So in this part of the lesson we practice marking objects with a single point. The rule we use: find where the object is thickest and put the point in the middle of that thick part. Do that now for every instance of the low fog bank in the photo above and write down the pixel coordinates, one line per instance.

---

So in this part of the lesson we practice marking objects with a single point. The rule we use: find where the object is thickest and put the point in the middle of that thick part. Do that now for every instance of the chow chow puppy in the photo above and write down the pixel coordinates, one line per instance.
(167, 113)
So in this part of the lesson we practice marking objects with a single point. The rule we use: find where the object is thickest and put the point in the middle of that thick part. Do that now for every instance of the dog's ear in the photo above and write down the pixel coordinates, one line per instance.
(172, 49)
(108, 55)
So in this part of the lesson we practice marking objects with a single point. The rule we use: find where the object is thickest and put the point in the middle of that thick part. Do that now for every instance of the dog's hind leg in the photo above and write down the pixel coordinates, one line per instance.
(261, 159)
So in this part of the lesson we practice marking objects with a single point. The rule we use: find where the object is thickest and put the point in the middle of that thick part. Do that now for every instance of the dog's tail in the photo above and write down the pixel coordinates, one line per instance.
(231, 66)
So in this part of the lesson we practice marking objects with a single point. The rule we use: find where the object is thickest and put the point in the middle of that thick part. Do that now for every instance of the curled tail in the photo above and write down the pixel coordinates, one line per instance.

EXERCISE => For this exercise, output exactly the lines above from the line with "the dog's hind" to the line with "of the curled", counting both, and leave out the rest.

SOLUTION =>
So in this part of the lesson we practice marking objects with a single point. The rule we use: find where the object is thickest and put the point in the middle of that thick part. Do that now for every instance of the dog's hind leg in the photo above and write down the pixel coordinates, one line per instance.
(261, 159)
So in this part of the lesson we practice marking objects with a single point. The rule we use: find where the object is thickest and put the point in the middle of that thick part. Do that now for every instance of the dog's tail in the photo above and write down the pixel coordinates, one line per instance.
(231, 66)
So in this part of the lesson we practice marking objects with a single point. The rule we use: find where the object is thickest and put the point in the middle of that thick part. Do that now for every instance of the curled tail in the photo above and write down the pixel coordinates, one line per instance.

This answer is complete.